• _Provided passage_:
++++++++++++++++++++
Personal information
- Full name: Claude Hamilton Clough
- Date of birth: 8 October 1884
- Place of birth: St Kilda, Victoria
- Date of death: 23 February 1922 (aged 37)
- Place of death: St Kilda, Victoria
- Original team(s): Collegians
- Debut: 1900, St Kilda vs. Melbourne

Playing career^{1}
- Years: Club / Games (Goals)
- 1900–1901: St Kilda / 23 (8)
- ^{1} Playing statistics correct to the end of 1901.

= Claude Clough =

Australian rules footballer

Claude Hamilton Clough (8 October 1884 – 23 February 1922) was an Australian rules footballer who played with St Kilda in the Victorian Football League (VFL) during the early 1900s.

He holds the record as the youngest-ever player in the league, having made his debut at 15 years, 209 days. Until March 2012, the record was thought to be held by Keith Bromage, who made his debut at 15 years and 287 days. Research by the official AFL historians discovered that Clough was born in 1884, not the previously thought 1880.

Clough's first game of league football in 1900 was notable, as the result of the match was overturned almost a week after the game concluded. The match finished as a draw, with both teams having scored 68 points, but a point kicked by at the end of the third quarter was later disallowed and St Kilda was awarded the win. (It would take 106 years before another game's result would be later overturned—coincidentally involving St Kilda—in the infamous Sirengate match.) The 1900 victory with Clough also marked St Kilda's first win since they entered the league in 1897, and it was their only win for the season.

Clough died at his home in Fulton Street, St Kilda, in February 1922, aged 37.
++++++++++++++++++++
• _What you are asked to do_:
Copy the Claude Clough profile between "- Place of death: St" and "end of 1901.", inclusive, switching "Collegians" to "Brighton".

[Dataset entries]
++++++++++++++++++++
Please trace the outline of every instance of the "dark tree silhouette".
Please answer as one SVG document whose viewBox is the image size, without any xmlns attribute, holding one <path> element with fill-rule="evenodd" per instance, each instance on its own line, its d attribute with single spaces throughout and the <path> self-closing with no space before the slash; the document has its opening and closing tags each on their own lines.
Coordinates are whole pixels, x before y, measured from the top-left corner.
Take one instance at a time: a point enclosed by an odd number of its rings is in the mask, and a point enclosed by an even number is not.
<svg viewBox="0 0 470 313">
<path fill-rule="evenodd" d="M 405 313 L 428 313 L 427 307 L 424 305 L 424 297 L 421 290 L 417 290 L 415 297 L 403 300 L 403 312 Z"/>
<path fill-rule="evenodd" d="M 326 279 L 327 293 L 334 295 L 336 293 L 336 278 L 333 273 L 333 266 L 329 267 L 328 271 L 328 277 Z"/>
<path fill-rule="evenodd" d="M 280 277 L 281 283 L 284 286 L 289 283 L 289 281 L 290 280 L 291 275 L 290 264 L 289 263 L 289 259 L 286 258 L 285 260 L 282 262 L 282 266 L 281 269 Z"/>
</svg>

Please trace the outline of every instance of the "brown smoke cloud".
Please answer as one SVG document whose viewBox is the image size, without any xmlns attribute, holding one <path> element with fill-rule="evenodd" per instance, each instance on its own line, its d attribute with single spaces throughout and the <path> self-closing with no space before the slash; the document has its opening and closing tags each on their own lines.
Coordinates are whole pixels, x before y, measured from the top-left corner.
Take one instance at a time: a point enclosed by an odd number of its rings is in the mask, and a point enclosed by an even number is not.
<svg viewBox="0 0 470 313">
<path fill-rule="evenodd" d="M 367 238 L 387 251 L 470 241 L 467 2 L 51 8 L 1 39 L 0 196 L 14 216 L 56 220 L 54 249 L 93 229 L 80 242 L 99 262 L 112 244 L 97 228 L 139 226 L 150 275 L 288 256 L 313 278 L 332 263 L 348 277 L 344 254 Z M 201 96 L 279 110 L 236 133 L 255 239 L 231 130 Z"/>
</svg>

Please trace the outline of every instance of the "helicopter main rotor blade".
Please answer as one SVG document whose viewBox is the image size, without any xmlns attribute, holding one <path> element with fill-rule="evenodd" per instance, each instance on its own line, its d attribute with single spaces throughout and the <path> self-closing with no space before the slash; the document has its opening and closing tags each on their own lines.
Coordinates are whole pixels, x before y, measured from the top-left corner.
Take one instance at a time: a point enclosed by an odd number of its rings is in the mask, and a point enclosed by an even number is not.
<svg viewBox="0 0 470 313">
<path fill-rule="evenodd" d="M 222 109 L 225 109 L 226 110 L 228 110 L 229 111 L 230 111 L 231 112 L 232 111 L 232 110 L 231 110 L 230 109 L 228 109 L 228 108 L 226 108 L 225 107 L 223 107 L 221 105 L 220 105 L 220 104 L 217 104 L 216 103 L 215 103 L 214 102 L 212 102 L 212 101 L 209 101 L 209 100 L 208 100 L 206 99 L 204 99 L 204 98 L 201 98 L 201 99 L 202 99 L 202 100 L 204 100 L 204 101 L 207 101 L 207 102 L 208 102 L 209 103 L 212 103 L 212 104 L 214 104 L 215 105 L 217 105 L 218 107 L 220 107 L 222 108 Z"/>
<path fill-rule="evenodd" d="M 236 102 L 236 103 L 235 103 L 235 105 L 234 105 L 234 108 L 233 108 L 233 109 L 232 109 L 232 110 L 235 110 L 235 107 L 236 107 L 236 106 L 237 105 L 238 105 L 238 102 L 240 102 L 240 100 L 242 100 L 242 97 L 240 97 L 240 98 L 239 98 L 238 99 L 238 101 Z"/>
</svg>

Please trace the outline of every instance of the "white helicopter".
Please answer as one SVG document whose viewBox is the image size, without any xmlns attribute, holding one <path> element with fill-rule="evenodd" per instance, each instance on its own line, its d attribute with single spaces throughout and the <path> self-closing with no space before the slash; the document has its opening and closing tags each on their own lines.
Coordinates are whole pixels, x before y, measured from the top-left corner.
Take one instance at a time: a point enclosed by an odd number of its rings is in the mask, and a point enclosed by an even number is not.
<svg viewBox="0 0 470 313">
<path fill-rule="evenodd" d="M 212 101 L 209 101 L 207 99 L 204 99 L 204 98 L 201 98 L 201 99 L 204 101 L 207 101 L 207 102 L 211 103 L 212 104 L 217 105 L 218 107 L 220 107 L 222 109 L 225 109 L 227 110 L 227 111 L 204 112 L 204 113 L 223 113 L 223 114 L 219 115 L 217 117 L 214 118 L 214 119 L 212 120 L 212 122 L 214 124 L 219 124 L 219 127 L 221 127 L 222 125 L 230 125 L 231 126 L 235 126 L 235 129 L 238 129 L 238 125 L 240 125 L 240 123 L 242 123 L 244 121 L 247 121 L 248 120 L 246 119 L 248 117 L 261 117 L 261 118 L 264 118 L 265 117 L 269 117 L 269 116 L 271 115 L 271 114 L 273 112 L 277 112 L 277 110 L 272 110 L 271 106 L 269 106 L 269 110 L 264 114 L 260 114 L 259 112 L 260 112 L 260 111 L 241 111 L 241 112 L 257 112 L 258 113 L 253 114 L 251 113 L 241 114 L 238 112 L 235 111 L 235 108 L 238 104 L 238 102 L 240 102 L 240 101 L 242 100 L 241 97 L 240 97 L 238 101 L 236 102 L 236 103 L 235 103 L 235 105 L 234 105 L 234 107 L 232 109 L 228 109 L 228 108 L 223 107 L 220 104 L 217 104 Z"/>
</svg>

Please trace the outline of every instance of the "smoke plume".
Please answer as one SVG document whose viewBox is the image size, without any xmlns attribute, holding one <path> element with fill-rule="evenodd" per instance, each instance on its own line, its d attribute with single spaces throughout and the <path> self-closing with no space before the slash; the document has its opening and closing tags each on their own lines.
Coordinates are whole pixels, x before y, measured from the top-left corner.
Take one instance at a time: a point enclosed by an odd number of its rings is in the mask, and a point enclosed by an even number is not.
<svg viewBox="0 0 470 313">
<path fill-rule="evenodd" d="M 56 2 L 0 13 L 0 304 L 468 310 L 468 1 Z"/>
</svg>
++++++++++++++++++++
• _Task solution_:
- Place of death: St Kilda, Victoria
- Original team(s): Brighton
- Debut: 1900, St Kilda vs. Melbourne

Playing career^{1}
- Years: Club / Games (Goals)
- 1900–1901: St Kilda / 23 (8)
- ^{1} Playing statistics correct to the end of 1901.